### Task to carry out
Locate each line below that contains the string "resolution" and copy those lines in full. The match is case-sensitive.

___

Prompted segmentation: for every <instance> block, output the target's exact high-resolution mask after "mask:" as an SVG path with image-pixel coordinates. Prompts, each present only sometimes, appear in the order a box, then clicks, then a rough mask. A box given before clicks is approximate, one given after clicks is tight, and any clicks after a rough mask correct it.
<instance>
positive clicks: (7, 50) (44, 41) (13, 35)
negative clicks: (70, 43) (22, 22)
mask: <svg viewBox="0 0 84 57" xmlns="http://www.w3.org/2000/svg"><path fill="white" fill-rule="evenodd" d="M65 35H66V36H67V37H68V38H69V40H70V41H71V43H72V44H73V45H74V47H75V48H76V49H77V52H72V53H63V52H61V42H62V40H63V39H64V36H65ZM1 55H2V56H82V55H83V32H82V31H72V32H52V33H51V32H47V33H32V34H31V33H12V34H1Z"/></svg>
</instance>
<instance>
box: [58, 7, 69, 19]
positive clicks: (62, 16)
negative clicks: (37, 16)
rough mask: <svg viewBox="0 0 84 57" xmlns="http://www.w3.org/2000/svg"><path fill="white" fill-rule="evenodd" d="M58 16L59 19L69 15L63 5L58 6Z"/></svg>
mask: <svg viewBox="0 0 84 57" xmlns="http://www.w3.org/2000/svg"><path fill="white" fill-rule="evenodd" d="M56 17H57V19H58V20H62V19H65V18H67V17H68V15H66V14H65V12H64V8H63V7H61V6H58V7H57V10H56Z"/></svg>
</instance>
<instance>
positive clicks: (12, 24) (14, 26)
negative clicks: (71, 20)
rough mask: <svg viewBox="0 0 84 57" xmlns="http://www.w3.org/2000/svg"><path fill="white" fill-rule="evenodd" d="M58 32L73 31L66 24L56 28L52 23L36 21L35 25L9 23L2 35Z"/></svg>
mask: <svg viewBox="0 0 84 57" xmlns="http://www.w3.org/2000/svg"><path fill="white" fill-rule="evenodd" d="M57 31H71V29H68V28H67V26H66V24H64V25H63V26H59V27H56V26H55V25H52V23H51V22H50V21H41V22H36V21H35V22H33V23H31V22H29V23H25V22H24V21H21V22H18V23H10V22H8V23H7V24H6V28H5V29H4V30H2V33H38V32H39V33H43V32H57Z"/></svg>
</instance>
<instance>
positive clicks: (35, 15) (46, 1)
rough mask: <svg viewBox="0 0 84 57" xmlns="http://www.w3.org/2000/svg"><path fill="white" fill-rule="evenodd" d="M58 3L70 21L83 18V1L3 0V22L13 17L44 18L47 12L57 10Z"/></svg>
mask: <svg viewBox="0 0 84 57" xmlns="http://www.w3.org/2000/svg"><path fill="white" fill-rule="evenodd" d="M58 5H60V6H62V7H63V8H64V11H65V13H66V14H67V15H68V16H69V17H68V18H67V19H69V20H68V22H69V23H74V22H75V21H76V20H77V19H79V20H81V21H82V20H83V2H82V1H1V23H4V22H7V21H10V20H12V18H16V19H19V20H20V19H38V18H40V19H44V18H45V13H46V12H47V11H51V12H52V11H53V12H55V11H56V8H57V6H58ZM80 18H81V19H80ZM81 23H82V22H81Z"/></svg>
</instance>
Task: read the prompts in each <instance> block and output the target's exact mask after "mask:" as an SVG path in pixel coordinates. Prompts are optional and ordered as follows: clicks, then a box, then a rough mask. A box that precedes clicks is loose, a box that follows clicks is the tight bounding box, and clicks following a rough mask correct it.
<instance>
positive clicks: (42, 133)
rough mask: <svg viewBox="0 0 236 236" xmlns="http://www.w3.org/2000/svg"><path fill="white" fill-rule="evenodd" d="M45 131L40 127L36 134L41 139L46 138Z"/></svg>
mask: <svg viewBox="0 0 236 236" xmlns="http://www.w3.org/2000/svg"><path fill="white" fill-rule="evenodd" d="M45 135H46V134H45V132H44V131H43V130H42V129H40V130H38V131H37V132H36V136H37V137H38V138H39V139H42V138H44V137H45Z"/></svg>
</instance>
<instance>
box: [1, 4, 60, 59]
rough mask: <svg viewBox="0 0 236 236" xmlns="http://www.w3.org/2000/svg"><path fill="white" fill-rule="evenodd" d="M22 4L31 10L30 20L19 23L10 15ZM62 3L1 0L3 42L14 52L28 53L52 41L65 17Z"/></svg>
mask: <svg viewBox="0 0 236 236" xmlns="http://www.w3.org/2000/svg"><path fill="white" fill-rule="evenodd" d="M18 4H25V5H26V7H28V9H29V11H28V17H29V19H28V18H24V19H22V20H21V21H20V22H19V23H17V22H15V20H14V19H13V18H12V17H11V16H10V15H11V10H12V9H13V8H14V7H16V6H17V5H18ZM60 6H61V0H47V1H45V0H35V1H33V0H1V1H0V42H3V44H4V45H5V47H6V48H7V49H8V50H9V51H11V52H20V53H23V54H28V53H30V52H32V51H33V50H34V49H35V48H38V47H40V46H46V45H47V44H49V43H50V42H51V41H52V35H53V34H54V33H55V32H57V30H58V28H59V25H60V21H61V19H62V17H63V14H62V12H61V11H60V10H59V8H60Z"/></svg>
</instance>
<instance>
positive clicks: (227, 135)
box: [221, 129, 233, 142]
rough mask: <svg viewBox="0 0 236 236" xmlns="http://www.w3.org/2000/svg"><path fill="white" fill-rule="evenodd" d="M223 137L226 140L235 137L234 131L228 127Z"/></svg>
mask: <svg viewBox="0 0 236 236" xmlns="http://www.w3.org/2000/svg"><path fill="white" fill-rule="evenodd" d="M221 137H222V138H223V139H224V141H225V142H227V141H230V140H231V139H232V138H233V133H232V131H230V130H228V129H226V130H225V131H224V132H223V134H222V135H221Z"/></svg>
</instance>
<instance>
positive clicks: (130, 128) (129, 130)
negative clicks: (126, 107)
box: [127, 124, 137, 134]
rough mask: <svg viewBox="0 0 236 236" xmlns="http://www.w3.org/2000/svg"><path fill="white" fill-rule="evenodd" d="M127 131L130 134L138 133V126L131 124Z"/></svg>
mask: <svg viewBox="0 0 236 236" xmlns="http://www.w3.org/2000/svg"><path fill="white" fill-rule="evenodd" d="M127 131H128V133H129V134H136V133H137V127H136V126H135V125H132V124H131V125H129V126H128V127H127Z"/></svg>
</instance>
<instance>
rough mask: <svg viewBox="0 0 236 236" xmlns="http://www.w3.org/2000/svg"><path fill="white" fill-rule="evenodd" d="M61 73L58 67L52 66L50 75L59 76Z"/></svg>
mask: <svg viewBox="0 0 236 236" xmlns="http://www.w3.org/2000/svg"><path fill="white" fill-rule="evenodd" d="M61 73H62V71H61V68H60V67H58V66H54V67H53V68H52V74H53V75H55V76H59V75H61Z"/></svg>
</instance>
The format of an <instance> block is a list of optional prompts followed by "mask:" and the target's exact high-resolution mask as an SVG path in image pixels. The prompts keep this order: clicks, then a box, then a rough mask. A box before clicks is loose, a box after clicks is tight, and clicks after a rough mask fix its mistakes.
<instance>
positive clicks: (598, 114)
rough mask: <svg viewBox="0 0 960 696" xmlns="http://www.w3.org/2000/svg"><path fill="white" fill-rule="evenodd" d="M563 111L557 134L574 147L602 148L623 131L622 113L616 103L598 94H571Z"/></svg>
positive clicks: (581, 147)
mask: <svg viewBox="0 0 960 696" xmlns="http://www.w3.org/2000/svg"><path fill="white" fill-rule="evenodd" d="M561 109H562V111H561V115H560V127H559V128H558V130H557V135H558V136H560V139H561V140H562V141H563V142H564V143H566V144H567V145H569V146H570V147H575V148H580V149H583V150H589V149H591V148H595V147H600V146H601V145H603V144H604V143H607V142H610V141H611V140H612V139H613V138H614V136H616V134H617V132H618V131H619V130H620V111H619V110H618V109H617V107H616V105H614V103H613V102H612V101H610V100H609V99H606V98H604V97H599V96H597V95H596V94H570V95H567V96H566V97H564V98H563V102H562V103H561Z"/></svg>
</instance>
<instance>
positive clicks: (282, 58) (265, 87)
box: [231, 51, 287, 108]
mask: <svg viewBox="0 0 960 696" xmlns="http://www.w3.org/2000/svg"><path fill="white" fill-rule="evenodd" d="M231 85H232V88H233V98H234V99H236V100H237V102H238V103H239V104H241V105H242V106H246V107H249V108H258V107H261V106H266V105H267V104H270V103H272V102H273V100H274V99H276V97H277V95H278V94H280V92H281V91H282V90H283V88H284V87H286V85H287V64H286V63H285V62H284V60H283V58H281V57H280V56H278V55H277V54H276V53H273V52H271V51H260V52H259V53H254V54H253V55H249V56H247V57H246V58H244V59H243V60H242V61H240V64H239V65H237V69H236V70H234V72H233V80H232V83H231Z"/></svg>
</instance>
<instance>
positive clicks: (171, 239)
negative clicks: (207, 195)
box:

___

### Response to this task
Prompted segmentation: for every <instance> block, output the target's exact high-resolution mask after "mask:" as an SVG path with image-pixel coordinates. Prompts, each present only sometimes, appear in the order a box, then clicks, then a rough mask. A box given before clicks is approximate, one given after clicks is tight, and any clicks after a rough mask correct it.
The format of an <instance> block is a list of optional prompts followed by "mask:" and the target's exact high-resolution mask as an SVG path in image pixels. The prompts keep this order: clicks, then a box, then a rough mask. A box before clicks is loose, a box after clicks is tight, and clicks after a rough mask fix its mistakes.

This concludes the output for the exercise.